§ What this task involves
Restate the records that follow. Every word must match.

§ Supplied material
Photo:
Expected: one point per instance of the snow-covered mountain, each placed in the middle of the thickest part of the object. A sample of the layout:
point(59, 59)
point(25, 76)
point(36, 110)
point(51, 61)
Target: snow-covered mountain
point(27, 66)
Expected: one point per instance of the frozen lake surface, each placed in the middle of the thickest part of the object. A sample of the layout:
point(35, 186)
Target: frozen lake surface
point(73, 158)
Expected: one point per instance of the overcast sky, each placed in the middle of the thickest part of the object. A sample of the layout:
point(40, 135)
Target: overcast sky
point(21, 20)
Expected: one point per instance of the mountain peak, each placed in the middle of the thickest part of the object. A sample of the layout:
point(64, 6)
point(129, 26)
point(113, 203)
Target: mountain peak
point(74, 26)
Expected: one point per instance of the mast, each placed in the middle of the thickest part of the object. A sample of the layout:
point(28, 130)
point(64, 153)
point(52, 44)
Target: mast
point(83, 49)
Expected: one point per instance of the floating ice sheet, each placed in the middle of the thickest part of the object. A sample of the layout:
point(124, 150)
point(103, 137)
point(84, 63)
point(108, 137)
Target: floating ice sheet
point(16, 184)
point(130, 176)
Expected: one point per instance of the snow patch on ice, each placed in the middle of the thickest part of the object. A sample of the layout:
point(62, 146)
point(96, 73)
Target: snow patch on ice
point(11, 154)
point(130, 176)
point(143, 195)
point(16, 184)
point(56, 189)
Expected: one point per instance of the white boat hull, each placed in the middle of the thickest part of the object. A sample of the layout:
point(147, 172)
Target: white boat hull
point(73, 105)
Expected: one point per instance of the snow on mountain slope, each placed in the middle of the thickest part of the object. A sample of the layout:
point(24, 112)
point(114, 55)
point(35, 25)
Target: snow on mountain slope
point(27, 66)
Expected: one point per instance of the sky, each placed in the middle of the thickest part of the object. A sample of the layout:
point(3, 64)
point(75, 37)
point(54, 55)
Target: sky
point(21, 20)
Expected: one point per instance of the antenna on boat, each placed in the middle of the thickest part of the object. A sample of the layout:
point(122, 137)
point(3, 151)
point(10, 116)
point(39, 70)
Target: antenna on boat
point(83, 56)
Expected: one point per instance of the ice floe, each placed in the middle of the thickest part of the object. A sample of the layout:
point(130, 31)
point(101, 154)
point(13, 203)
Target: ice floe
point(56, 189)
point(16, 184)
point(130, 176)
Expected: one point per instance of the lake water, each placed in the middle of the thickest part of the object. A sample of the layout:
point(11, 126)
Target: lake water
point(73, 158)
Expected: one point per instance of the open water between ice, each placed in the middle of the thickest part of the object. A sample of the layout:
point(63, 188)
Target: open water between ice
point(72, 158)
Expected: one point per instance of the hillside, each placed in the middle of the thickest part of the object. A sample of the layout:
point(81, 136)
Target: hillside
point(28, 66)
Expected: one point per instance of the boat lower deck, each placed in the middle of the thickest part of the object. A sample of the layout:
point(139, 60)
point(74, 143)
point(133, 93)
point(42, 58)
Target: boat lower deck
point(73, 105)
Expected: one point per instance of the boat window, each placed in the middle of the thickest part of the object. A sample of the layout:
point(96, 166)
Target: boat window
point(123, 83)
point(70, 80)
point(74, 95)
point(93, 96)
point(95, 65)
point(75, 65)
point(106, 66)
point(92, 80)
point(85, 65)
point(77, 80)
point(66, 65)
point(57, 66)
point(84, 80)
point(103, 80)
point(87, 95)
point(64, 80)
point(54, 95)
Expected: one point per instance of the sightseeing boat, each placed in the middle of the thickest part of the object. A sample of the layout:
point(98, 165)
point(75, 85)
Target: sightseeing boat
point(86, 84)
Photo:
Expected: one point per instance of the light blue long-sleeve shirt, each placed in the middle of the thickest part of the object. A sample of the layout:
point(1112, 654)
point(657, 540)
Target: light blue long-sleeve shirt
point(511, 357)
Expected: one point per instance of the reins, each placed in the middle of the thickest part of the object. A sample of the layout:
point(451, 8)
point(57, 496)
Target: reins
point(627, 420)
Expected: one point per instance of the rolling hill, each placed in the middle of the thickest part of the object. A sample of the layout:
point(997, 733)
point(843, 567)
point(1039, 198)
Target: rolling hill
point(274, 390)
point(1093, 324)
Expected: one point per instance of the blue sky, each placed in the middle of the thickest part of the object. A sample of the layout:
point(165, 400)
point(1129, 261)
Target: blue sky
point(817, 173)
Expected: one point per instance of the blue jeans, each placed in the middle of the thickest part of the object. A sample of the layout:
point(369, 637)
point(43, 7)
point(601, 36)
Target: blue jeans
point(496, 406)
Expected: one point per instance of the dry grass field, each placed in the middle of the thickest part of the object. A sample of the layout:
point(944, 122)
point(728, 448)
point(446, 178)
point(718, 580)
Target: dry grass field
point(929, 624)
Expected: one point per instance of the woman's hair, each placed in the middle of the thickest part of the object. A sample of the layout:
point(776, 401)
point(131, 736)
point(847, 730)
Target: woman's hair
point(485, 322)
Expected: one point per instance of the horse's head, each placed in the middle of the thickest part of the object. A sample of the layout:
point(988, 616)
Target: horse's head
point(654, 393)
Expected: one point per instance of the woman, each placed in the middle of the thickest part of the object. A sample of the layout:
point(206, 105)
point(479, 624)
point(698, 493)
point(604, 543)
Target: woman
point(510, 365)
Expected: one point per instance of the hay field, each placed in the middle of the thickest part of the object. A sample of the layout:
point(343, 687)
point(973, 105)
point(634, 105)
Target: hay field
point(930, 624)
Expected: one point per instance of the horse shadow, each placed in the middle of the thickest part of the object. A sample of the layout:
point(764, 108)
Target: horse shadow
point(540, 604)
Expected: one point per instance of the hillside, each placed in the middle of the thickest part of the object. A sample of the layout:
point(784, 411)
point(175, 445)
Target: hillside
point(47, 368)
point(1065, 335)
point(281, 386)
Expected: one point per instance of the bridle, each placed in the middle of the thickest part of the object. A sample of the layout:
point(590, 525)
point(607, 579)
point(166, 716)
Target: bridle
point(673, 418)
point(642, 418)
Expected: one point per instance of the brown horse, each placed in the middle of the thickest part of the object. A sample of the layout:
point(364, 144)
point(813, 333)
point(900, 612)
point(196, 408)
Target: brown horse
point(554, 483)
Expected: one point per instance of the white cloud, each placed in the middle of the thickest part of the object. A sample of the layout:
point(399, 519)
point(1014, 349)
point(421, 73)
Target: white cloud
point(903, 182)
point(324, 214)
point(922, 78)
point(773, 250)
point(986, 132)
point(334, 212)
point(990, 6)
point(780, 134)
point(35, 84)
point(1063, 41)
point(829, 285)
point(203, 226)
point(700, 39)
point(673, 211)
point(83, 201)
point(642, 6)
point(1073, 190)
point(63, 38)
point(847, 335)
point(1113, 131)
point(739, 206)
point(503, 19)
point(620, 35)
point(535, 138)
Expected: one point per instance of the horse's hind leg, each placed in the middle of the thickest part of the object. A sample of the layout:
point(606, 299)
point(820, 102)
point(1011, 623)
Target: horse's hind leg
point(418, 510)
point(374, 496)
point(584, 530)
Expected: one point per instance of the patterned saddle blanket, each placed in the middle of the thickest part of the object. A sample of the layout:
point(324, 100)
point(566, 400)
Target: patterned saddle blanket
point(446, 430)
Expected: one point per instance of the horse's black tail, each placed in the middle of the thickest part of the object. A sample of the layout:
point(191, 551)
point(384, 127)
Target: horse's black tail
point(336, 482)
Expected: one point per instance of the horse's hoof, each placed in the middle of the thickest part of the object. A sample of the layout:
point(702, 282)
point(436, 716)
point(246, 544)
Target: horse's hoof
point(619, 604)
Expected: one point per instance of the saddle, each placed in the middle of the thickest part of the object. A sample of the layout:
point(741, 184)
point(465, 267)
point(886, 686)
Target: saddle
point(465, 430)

§ Result of the exercise
Photo:
Expected: one point per instance of the snow-covered mountain, each placed in the middle of the thickest part of the object. A sample of the layout:
point(59, 59)
point(25, 76)
point(36, 110)
point(51, 61)
Target: snow-covered mountain
point(27, 66)
Expected: one point per instance of the frozen lake surface, each placed in the middle of the thickest part of the object. A sample of the layout:
point(35, 186)
Target: frozen lake surface
point(73, 158)
Expected: one point per instance of the overcast sky, each placed in the middle of the thickest part of the object. A sample of the layout:
point(40, 135)
Target: overcast sky
point(21, 20)
Expected: one point per instance of the mountain peak, each placed in the middle of the thickest part of the object. A sample of the layout:
point(64, 6)
point(129, 26)
point(113, 203)
Target: mountain peak
point(74, 26)
Expected: one point per instance of the mast, each placed in the middle of the thickest part of the object. A sample of the layout:
point(28, 130)
point(64, 153)
point(52, 44)
Target: mast
point(83, 49)
Expected: one point per instance of the floating ice sheet, each placed in the middle of the thickest part of the object. A sample of the layout:
point(124, 150)
point(103, 137)
point(84, 63)
point(108, 137)
Target: floating ice sheet
point(16, 184)
point(130, 176)
Expected: one point per instance of the snow patch on ice, each placed in the middle of the thickest part of the object. A sample of the layout:
point(62, 146)
point(96, 73)
Target: snow patch on ice
point(11, 154)
point(130, 176)
point(143, 195)
point(16, 184)
point(56, 189)
Expected: one point per instance of the white boat hull, each placed in the middle of the thickest part of the object. A sample of the layout:
point(147, 172)
Target: white boat hull
point(73, 105)
Expected: one point per instance of the snow on mountain slope, each placed in the middle of the thickest part of the object. A sample of the layout:
point(24, 112)
point(114, 55)
point(35, 25)
Target: snow on mountain slope
point(27, 66)
Expected: one point per instance of the sky, each placed in the middle of the thickest part of the object. A sample of the layout:
point(3, 64)
point(75, 37)
point(54, 55)
Target: sky
point(21, 20)
Expected: one point per instance of the antenna on boat, each placed in the middle of the thickest part of the object. A sample of the layout:
point(122, 137)
point(3, 151)
point(10, 116)
point(39, 70)
Target: antenna on boat
point(83, 56)
Expected: one point per instance of the ice floe, each placed in the middle of the thickest part of the object. A sample of the layout:
point(130, 31)
point(101, 154)
point(13, 203)
Target: ice floe
point(56, 189)
point(16, 184)
point(130, 176)
Expected: one point per instance of the lake water, each placed in the middle of the thickest part of the object. A sample of the layout:
point(11, 126)
Target: lake water
point(73, 158)
Expected: one point per instance of the open water between ice, each placed in the middle of the thickest part of the object. A sample of the layout:
point(63, 188)
Target: open water between ice
point(72, 158)
Expected: one point per instance of the hillside, each placed in the middle of the thickest part of the object. A sample of the layout:
point(81, 136)
Target: hillside
point(28, 66)
Expected: one point per instance of the boat lower deck, each placed in the middle of the thickest part of the object. A sample of the layout:
point(139, 60)
point(74, 143)
point(133, 93)
point(42, 58)
Target: boat lower deck
point(73, 105)
Expected: one point per instance of the boat window, each placed in the middle of the thickest part of the object. A sample of the layout:
point(96, 166)
Target: boat window
point(123, 83)
point(70, 80)
point(74, 95)
point(93, 96)
point(95, 65)
point(75, 65)
point(106, 66)
point(92, 80)
point(85, 65)
point(77, 80)
point(66, 65)
point(57, 66)
point(84, 80)
point(103, 80)
point(87, 95)
point(64, 80)
point(54, 95)
Expected: one point per instance of the sightseeing boat, each placed in the middle of the thickest part of the object. A sample of the layout:
point(98, 165)
point(75, 85)
Target: sightseeing boat
point(86, 84)
Photo:
Expected: one point per instance of the light blue long-sleeve shirt, each placed in the middle of the thickest part of the object. A sample of the layout:
point(1112, 654)
point(657, 540)
Target: light blue long-sleeve shirt
point(511, 357)
Expected: one point per instance of the reins, each placed in the middle of the thickest part of the object. A sample of the layout:
point(451, 8)
point(57, 496)
Target: reins
point(627, 420)
Expected: one point per instance of the rolling hill, each placed in the middle of the thickest part of the object. A sample of the layout:
point(997, 733)
point(843, 567)
point(1039, 198)
Target: rolling hill
point(274, 390)
point(1093, 324)
Expected: one point per instance of the blue sky, each placed in the middle of the thickest part of the object. A sample of the layout:
point(165, 400)
point(1129, 261)
Target: blue sky
point(817, 173)
Expected: one point per instance of the blue jeans, each placed in the middle of the thickest part of the object. A sample of the layout:
point(369, 637)
point(43, 7)
point(601, 36)
Target: blue jeans
point(496, 406)
Expected: one point per instance of the dry grass field, each placed in the middle of the thickest part of the object. A sample of the layout:
point(944, 122)
point(728, 448)
point(446, 178)
point(718, 580)
Target: dry grass field
point(929, 624)
Expected: one point per instance of the woman's hair, each placed in the middle of the thickest part of the object. A sample of the layout:
point(776, 401)
point(131, 736)
point(847, 730)
Target: woman's hair
point(485, 322)
Expected: one point per instance of the horse's head, each placed in the middle of the thickest part of the object. A sample of the layout:
point(988, 616)
Target: horse's head
point(654, 393)
Expected: one point per instance of the woman, each placed in the middle of the thickest part of the object. A sample of the layout:
point(206, 105)
point(479, 624)
point(698, 493)
point(604, 543)
Target: woman
point(510, 365)
Expected: one point per instance of the hay field, each placed in the middle of the thickest part of the object. A sample of the layout:
point(343, 687)
point(973, 105)
point(634, 105)
Target: hay field
point(930, 624)
Expected: one point per instance of the horse shadow, each placed in the middle of the thickest part of the object. A sample of the layout:
point(764, 108)
Target: horse shadow
point(540, 604)
Expected: one point per instance of the hillside, each placed in the middle of the thickest part of the object. A sample of the layout:
point(784, 411)
point(175, 445)
Target: hillside
point(47, 368)
point(1065, 335)
point(281, 386)
Expected: one point per instance of the bridle, each placed in the middle of the thickest part of the object. A sample of the layout:
point(590, 525)
point(607, 579)
point(166, 716)
Target: bridle
point(673, 418)
point(642, 418)
Expected: one point per instance of the brown horse, each placed in the middle of the thickest part of the object. A sample of the layout:
point(364, 144)
point(813, 333)
point(900, 612)
point(196, 408)
Target: brown horse
point(554, 483)
Expected: one point per instance of the white cloud, each placed in the middle of the thickest part of the object. A sample of the layout:
point(399, 519)
point(1014, 349)
point(421, 73)
Target: white cloud
point(903, 182)
point(324, 214)
point(922, 78)
point(773, 250)
point(986, 132)
point(334, 212)
point(990, 6)
point(780, 134)
point(35, 84)
point(1063, 41)
point(829, 285)
point(203, 226)
point(700, 39)
point(673, 211)
point(83, 201)
point(642, 6)
point(1073, 190)
point(63, 38)
point(847, 335)
point(1113, 131)
point(739, 206)
point(503, 19)
point(620, 35)
point(535, 138)
Expected: one point per instance of the horse's hind leg, each placed in the middle of the thickest part of the object. A sample of the layout:
point(606, 299)
point(820, 102)
point(1011, 623)
Target: horse's hind leg
point(418, 510)
point(374, 496)
point(584, 530)
Expected: one point per instance of the patterned saddle blanket, each placed in the middle of the thickest part of the object. A sample of the layout:
point(324, 100)
point(566, 400)
Target: patterned saddle blanket
point(446, 430)
Expected: one point per instance of the horse's black tail, each placed in the middle of the thickest part of the object. A sample of the layout:
point(191, 551)
point(384, 127)
Target: horse's black tail
point(336, 482)
Expected: one point per instance of the horse's hoof, each placed in the middle of the thickest part of the object. A sample of the layout:
point(702, 282)
point(436, 716)
point(246, 544)
Target: horse's hoof
point(619, 604)
Expected: one point per instance of the saddle, each placed in the middle of the thickest part of the object. A sample of the layout:
point(741, 184)
point(465, 267)
point(886, 686)
Target: saddle
point(465, 430)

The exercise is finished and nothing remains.